[WHAT YOU WILL DO] Lay out the rows as a numbered list, starting with the first line and going on through the line that contains "398 349 541 394". Skip blank lines and leave the pictures out.

[INFORMATION GIVEN]
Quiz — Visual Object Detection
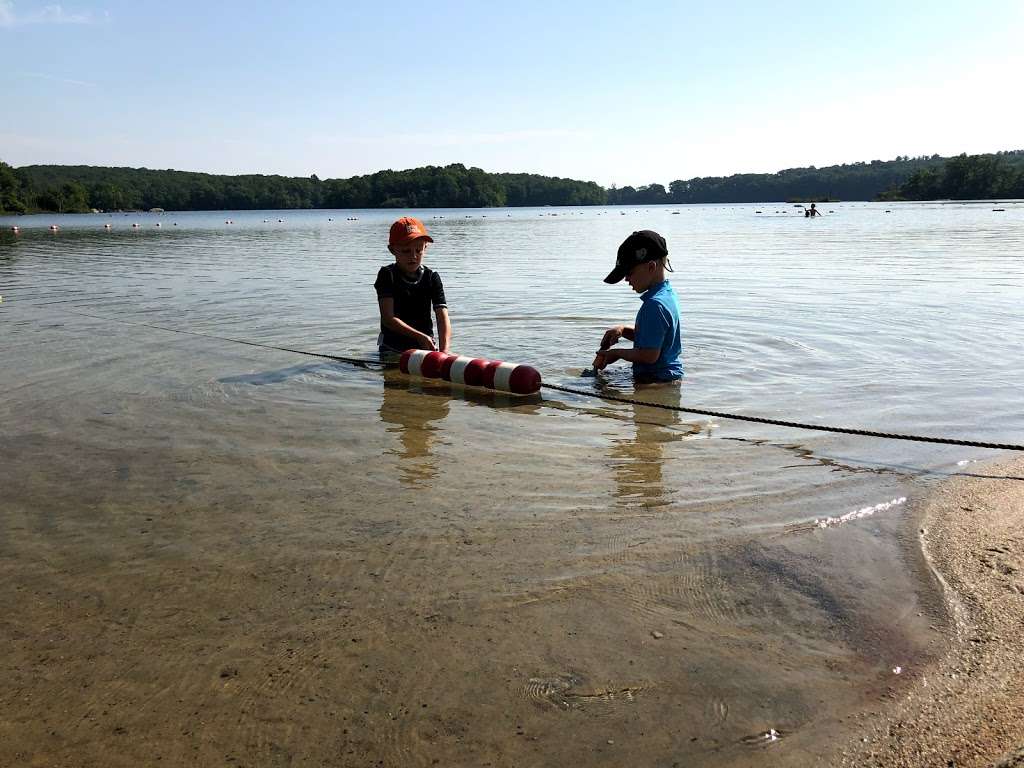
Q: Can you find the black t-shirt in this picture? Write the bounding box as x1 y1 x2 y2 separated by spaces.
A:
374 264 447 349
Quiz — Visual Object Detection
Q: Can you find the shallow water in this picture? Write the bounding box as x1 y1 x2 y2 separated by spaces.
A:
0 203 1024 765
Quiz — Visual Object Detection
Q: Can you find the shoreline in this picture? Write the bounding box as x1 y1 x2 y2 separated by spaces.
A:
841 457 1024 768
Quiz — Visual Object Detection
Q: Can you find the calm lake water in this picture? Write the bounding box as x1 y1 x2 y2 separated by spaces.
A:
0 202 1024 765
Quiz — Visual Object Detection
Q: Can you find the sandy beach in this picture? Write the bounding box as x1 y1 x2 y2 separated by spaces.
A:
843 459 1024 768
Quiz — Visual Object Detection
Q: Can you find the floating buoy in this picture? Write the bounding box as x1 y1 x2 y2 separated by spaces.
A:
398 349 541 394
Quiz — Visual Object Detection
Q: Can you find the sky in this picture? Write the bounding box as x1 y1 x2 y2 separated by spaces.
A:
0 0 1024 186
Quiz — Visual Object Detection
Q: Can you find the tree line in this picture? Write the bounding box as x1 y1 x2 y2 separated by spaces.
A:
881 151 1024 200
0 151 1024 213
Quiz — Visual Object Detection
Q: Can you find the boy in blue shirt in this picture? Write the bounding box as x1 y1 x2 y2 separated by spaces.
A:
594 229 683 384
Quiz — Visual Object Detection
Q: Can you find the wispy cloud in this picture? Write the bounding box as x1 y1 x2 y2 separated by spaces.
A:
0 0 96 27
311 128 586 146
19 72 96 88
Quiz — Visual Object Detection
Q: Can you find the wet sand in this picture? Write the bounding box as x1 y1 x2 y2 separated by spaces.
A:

[IN RESPONSE]
1. Quiz — Visual Object Detection
2. Q: Can you find the black t-shirt in this picture? Write the bounding box as x1 y1 x2 y2 separated by spaces.
3. A:
4. 374 264 447 349
5. Quiz — Visual Object Detection
6. Q: Can you find the shallow water in this picture? Write the bounding box as x1 y1 x2 y2 separated by spaces.
7. A:
8. 0 203 1024 765
9. Quiz — Visual Object Detection
10. Q: Can you find the shoreline in this picture? Write the bounding box as x1 y1 x2 y2 separated by spaces.
11. A:
12. 841 457 1024 768
13. Quiz — Visual Object Detection
14. Q: Can you find the calm lake water in this picture? Write the bounding box as x1 y1 x2 y2 separated by spaces.
15. A:
16. 0 202 1024 765
17. Quiz — Visual Object Detection
18. Q: Can you find the sandy beach in this picture? Write the bounding box as x1 y1 x2 y2 separated by spaces.
19. A:
20. 843 459 1024 768
21. Quiz — Visual Object Detection
22. Q: Can you find the floating buoy in this picture? Write the bounding box as x1 y1 x2 y2 separated by spaces.
23. A:
24. 398 349 541 394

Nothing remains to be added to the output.